Según la Declaración de Derechos Humanos aprobada en 1948:
  • Todo individuo tiene derecho a la vida, a la libertad y a la seguridad de su persona.
    Ninguna persona será sometida a tortura ni a penas o tratos crueles, inhumanos o degradantes.
  • Toda persona tiene derecho a un nivel de vida que asegure su salud, su bienestar y el de su familia.
  • Toda persona que trabaja tiene derecho a una remuneración equitativa y satisfactoria que le asegure, así como a su familia, una existencia conforme a la dignidad humana y que será completada, en caso necesario, por cualesquiera otros medios de protección social.

28 mayo 2008

La idea

Presionar políticamente para la consecución de los Objetivos del Milenio y evitar la impunidad

¿Qué pasará en la política internacional si no se alcanzan? ¿Caerán gobiernos? ¿Dimitirán altos cargos? ¿Se hundirá la credibilidad del G8?

¿Se recortarán drásticamente los gastos militares? ¿Se ampliará el significado de la inseguridad ciudadana? ¿Se desplomará “la economía”? ¿Se seguirá diciendo que la lucha contra la pobreza es una prioridad? ¿O más bien se apuntalará la interesada sensación de que la desigualdad extrema es inevitable, como una irremediable siniestralidad, como si los derechos fuesen sólo intenciones?

“La lucha contra la pobreza es el gran cambio del tiempo que nos ha tocado vivir y el gran logro que nuestra generación puede aportar”, afirma Paloma Escudero, directora de Unicef Comité Español. Sin embargo, los llamados Objetivos de Desarrollo del Milenio , aunque factibles y urgentes, son impopulares, por desconocidos.

  • Si no se difunden más, aún tendrán menos posibilidades de alcanzarse. Objetivos fundamentales, aunque importen más bien poco e interesen más bien menos.
  • Porque hay problemas muy reales que demandan otra macropolítica y otra macroeconomía, más que simple filantropía.
  • Porque ignorar la solución a injusticias de tal envergadura es el primer paso para no reducir las desigualdades. Sin diagnóstico no hay tratamiento.

INFORMACIÓN EXTRAÍDA
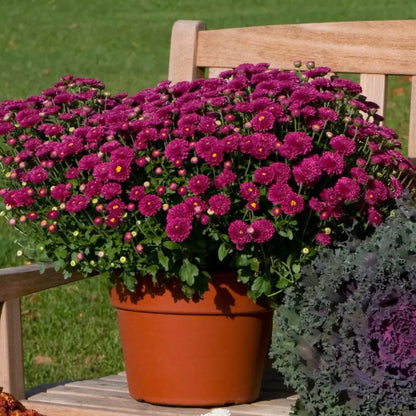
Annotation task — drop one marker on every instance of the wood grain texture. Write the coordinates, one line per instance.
(11, 349)
(371, 47)
(412, 123)
(19, 281)
(182, 61)
(109, 395)
(375, 89)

TAREAS
**1.** Resume en dos oraciones el texto sobre los Objetivos del Milenio.
**2.** Sigue escribiendo el texto sobre los Objetivos del Milenio a partir de su última oración.
Las líneas no tienen ningún papel en esto.

RESPUESTAS NUMERADAS
**1.** Tras citar derechos de la Declaración de Derechos Humanos de 1948, el texto propone presionar políticamente para lograr los Objetivos del Milenio y evitar la impunidad, y se pregunta qué pasará si no se alcanzan. Según el texto, esos objetivos son factibles y urgentes pero impopulares por desconocidos, de modo que, si no se difunden más, tendrán aún menos posibilidades de alcanzarse.

**2.**
    La pobreza en el mundo es la manifestación de una desigualdad extrema, nada trivial ni casual, que no turba ni se pone seriamente en cuestión, porque los vínculos en una sociedad de consumo se ciñen con fuerza al ámbito clientelar. En medio de fuertes dosis de indiferencia y escepticismo, la utopía pierde cualquier consideración positiva, y acaba por percibirse como algo inservible, un remedo de ilusiones melifluas y románticas, para comodidad de poderes con escasísima o nula determinación por el equilibrio social. Para el filósofo Daniel Innerarity, «un proyecto político tiene que encarnar una esperanza, razonable e inteligente, o no pasará de ser más que la inercia necesaria para seguir tirando». Aunque obviando la pobreza mundial se demuestra no tener una idea real de nuestro tiempo, la desigualdad extrema y crónica abona el escepticismo y apuntala la impresión de que la extensión masiva de los derechos humanos a medio plazo es escasamente factible. Ciertamente el panorama apunta a que transitamos por otra década perdida para el desarrollo.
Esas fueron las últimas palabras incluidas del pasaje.